• Task statement: Exact duplicates of all the records are needed.

--- Listed records Enclosed Below ---

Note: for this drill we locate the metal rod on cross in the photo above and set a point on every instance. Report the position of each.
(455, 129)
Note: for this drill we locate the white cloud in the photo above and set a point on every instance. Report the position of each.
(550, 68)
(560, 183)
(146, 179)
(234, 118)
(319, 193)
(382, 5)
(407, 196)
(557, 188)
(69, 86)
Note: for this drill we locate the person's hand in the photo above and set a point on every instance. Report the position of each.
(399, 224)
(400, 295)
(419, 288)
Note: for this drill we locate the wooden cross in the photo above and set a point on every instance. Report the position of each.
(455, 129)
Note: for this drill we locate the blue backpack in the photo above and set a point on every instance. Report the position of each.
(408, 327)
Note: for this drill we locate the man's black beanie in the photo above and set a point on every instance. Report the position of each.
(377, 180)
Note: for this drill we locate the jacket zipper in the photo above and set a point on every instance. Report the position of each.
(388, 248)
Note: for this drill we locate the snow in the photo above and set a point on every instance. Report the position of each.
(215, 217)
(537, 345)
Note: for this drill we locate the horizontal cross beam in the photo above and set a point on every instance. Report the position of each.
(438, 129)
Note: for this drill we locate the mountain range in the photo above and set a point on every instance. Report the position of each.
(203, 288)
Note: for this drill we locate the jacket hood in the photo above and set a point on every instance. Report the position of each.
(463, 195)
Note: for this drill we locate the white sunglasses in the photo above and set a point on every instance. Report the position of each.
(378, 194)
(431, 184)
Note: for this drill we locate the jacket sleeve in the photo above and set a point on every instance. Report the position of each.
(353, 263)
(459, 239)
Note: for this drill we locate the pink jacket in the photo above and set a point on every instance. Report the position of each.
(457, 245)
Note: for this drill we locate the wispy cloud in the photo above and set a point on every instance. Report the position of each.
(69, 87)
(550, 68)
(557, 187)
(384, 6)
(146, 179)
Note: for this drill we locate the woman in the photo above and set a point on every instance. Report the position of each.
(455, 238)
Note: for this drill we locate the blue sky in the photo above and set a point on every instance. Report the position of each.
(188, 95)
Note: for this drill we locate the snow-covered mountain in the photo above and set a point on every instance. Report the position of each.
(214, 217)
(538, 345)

--- End of Enclosed Listed records ---

• Response for this exercise:
Note: for this drill we locate the metal rod on cross in the photo above and set a point on every instance. Report the position of each.
(455, 129)
Note: for this drill we locate the white cloud in the photo above and set a point on every instance. Report the position of each.
(550, 68)
(560, 183)
(146, 179)
(234, 118)
(319, 193)
(382, 5)
(407, 196)
(557, 188)
(69, 86)
Note: for this drill we locate the person's hand in the photo above and set a point on every instance. Report the position of each.
(399, 224)
(400, 295)
(419, 288)
Note: for this drill we locate the wooden cross in the photo above and set a point on every instance. Report the position of each.
(455, 129)
Note: for this drill we locate the blue backpack in the photo above and set a point on every instance. Report the position of each.
(408, 327)
Note: for this drill we locate the man's black beanie in the photo above and set a point on every instance. Report the position of each.
(377, 180)
Note: for this drill we locate the jacket zipper in the photo above and set a point on every instance. Report the position of each.
(388, 248)
Note: for this drill we locate the snow in the photo above and set a point on every instance. Report the position of each.
(215, 217)
(537, 345)
Note: for this drill we locate the horizontal cross beam in the photo above and set a point on every instance. Report the position of each.
(438, 129)
Note: for this drill we locate the mountain range in the photo above and set a point on every instance. Report the position of each.
(203, 288)
Note: for this drill we locate the jacket hood in the photo above and set a point on every instance. Report the position of each.
(463, 195)
Note: for this drill we locate the white sunglasses in the photo above and set a point on every instance. Report the position of each.
(378, 194)
(431, 184)
Note: for this drill we locate the jacket sleeve in the photo above and set a point on every instance. Report the position of each.
(353, 263)
(459, 239)
Note: for this drill we locate the pink jacket in the photo above and set a point on every instance. Report the position of each.
(457, 245)
Note: for this drill we locate the wispy cloud in the photo above and set a point on every instance. Report the position of each.
(69, 87)
(550, 68)
(557, 187)
(384, 6)
(146, 179)
Note: for this drill we locate the woman in the photo above and set a point on every instance. Report the position of each.
(455, 238)
Note: for this drill we locate the blue sky in the photo above and set a point on every instance. Report the position of each.
(188, 95)
Note: for this drill we locate the snow-covered mountain in the photo above and set a point on every instance. Report the position of each.
(214, 217)
(538, 345)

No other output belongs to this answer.